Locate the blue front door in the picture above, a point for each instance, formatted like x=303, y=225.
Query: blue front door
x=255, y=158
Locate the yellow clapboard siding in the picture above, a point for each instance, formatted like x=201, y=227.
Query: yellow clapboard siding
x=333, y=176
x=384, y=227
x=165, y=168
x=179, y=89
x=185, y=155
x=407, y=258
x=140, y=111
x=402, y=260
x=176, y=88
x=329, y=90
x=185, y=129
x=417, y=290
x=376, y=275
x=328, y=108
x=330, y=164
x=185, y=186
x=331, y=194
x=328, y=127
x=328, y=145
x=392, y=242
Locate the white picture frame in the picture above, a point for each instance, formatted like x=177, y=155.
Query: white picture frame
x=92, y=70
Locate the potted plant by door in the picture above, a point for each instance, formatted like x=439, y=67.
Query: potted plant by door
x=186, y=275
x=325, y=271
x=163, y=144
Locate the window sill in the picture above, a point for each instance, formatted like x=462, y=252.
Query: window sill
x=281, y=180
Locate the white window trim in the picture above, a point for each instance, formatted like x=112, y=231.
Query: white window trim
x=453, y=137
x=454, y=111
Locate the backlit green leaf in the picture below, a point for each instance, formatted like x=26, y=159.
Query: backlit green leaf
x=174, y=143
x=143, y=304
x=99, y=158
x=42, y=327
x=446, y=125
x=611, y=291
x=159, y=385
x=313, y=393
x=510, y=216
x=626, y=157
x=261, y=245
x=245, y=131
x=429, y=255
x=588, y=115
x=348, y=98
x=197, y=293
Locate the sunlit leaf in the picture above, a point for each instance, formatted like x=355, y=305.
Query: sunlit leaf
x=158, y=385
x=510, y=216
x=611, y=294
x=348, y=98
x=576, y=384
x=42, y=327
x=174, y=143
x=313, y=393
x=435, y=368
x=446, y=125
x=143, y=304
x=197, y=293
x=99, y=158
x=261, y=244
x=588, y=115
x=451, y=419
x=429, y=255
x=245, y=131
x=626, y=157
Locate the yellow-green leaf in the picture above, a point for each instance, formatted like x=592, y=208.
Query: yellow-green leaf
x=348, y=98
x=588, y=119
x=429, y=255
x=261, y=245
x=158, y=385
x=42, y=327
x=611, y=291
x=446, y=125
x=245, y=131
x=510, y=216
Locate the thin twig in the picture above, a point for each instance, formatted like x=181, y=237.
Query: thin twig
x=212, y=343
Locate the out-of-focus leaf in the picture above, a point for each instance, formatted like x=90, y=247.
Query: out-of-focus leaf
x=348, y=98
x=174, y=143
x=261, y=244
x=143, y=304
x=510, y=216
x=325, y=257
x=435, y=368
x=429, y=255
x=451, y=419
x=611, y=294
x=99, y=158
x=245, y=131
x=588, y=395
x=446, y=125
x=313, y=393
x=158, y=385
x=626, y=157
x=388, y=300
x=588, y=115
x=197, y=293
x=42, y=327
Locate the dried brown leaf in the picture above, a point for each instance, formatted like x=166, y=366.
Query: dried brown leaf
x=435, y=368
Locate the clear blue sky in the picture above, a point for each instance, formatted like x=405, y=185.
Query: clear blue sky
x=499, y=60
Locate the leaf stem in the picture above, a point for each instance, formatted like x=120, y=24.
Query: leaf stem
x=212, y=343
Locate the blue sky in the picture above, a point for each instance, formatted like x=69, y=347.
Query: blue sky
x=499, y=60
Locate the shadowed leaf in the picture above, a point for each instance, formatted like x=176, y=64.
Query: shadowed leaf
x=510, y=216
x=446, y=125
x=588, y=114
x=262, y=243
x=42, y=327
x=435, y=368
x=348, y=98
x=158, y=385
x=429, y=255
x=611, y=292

══════════════════════════════

- **WORK TO COMPLETE**:
Repeat only the lines starting at the one that contains "Query: leaf stem" and ending at the last line above, exactly as written.

- **OUTPUT FOR THIS TASK**:
Query: leaf stem
x=212, y=343
Locate the blue sky in the picture above, a point for each instance, formatted like x=69, y=347.
Query: blue sky
x=499, y=60
Locate the shadowed leaf in the picture above, a point for each instance, formatted like x=176, y=64.
Query: shadowed leaf
x=510, y=216
x=446, y=125
x=588, y=114
x=262, y=243
x=42, y=327
x=435, y=368
x=348, y=98
x=158, y=385
x=429, y=255
x=611, y=292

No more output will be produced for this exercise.